## Seitentext
Umgang mit der Zeit

Giorgio, ein vertrauter und langjähriger Kollege, lud uns zum Kongress nach Turin ein. Wir sollten unsere, die deutsche Sichtweise vorstellen, zusammen mit Fachleuten aus Rom, Turin und Lyon. In den letzten Jahren hatten wir immer wieder zusammengearbeitet und kannten uns recht gut. Ein wenig würde es wohl werden wie bei einem Familientreffen. Der Kongress sollte morgens um neun beginnen.

Giorgio kündigte an, uns um 08:15 mit dem Kleinbus vom Hotel abzuholen. Als wir um 08:10 nach dem Frühstück in die Lobby kamen, saß Giorgio bereits da, hatte eine Espressotasse vor sich und spielte mit dem Autoschlüssel. Um 08:15 kamen die französischen Kollegen auf dem Weg zum Frühstück durch die Lobby und begrüßten uns herzlich. Um 08:20 kamen die anderen italienischen Kollegen vorbei, die auf ihrem Weg in den Frühstücksraum auf die französischen Kollegen trafen, die ihr Frühstück gerade beendet hatten. Um 08:35 waren dann auch die italienischen Kollegen fertig und wir fuhren los - ohne dass ein Wort über die Verspätung gefallen wäre.

## Material

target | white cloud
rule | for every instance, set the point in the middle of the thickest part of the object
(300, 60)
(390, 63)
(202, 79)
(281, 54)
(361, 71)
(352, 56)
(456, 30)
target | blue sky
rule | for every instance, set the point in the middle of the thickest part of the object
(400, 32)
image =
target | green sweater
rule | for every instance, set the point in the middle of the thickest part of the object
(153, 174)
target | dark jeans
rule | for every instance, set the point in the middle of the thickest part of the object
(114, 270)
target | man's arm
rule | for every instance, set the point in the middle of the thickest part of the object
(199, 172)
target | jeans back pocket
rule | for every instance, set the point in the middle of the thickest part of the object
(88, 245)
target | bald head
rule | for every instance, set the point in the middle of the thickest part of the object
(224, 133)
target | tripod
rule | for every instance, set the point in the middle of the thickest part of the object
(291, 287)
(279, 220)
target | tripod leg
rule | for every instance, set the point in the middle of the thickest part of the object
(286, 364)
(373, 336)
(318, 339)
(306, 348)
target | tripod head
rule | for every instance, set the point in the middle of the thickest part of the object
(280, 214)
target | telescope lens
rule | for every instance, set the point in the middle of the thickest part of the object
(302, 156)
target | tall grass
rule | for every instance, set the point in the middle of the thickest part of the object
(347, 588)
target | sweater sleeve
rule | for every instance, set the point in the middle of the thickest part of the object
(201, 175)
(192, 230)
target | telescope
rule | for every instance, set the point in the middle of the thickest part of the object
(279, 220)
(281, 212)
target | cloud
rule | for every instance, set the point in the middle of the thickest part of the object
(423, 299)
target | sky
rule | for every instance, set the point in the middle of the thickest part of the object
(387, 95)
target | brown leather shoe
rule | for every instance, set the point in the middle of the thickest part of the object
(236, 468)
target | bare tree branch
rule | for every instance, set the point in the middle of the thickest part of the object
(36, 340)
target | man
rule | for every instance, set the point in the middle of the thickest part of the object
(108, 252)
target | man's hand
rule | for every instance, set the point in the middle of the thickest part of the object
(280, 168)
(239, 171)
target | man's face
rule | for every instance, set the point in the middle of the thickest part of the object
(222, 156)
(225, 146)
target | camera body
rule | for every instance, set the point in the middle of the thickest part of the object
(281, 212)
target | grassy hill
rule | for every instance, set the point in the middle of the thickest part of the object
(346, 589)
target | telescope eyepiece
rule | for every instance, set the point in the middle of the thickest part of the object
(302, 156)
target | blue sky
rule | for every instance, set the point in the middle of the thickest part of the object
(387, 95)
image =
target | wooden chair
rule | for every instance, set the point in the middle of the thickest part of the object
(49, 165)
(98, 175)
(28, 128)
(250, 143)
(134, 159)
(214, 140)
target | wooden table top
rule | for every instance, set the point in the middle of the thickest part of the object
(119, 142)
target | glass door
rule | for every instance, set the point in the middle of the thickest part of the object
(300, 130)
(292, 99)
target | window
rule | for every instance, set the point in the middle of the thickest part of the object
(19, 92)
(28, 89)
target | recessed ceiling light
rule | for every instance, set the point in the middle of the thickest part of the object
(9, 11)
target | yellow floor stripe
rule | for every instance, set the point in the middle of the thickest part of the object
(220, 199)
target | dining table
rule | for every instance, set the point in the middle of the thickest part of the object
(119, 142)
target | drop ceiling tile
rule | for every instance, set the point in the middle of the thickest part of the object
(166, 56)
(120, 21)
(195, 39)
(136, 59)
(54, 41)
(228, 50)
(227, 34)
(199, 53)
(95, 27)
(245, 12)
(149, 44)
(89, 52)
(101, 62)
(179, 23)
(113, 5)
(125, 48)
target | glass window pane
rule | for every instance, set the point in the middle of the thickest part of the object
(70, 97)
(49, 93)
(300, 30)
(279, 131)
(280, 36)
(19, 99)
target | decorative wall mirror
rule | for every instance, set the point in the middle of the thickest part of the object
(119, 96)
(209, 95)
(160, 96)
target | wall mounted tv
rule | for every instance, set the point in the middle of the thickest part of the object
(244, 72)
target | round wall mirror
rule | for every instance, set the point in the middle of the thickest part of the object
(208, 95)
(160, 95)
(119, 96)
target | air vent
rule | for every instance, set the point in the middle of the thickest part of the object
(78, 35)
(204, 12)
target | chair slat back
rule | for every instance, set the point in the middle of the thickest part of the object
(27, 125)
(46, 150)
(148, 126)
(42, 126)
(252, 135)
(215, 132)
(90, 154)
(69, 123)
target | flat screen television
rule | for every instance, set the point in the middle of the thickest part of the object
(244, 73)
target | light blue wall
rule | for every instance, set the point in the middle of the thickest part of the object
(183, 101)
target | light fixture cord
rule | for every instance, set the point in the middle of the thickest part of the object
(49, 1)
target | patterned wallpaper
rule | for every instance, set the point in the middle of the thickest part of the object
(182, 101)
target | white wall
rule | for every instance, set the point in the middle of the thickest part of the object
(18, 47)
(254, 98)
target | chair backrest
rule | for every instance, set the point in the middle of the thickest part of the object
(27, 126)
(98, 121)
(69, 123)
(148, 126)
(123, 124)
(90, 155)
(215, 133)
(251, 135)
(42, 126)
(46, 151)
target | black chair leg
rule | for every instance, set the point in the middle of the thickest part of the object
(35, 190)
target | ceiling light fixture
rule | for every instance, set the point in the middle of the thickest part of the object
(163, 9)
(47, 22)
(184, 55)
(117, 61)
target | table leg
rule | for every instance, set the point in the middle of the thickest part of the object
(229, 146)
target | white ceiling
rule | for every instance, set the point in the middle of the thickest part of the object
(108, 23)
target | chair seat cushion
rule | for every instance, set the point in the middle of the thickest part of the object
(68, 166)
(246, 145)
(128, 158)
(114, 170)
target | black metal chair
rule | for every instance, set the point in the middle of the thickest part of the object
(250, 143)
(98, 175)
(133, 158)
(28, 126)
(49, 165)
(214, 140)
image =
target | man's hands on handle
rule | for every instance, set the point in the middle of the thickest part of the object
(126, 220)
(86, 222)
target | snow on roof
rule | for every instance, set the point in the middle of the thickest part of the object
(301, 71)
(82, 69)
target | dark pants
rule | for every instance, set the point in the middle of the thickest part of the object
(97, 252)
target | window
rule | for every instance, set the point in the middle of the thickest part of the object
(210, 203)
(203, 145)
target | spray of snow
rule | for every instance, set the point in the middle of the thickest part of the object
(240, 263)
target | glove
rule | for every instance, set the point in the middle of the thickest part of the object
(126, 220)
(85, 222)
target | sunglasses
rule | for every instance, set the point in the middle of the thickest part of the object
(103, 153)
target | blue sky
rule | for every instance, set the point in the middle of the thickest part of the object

## Aufgabe
Nimm den Text über den Umgang mit der Zeit nach seinem letzten Satz wieder auf und schreib ihn weiter. Die Zeilen braucht man hier nicht.

## Ergebnis
Nein, die Verspätung wurde auch nicht etwa stur oder verbissen verschwiegen, sie war einfach für niemanden ein Thema, außer natürlich für uns. Wir aber sagten nichts und schauten nur gelegentlich verstohlen auf die Armbanduhr. Im Kongresscenter trafen wir andere vertraute Kollegen und tranken um kurz nach neun erst einmal einen Espresso miteinander.

Immerhin hatten wir uns am Abend zuvor schon um 23 Uhr voneinander getrennt und es gab viel zu erzählen. Um halb zehn machte der Kongress Anstalten beginnen zu wollen und tatsächlich wurden fünfzehn Minuten später die ersten Begrüßungsworte gesprochen. Es war eine spannende Veranstaltung mit vielem hin und her und abschließend kamen wir alle zu der Ansicht, trotz unserer enormen Anstrengungen und guten Ergebnisse läge noch sehr viel Arbeit vor uns.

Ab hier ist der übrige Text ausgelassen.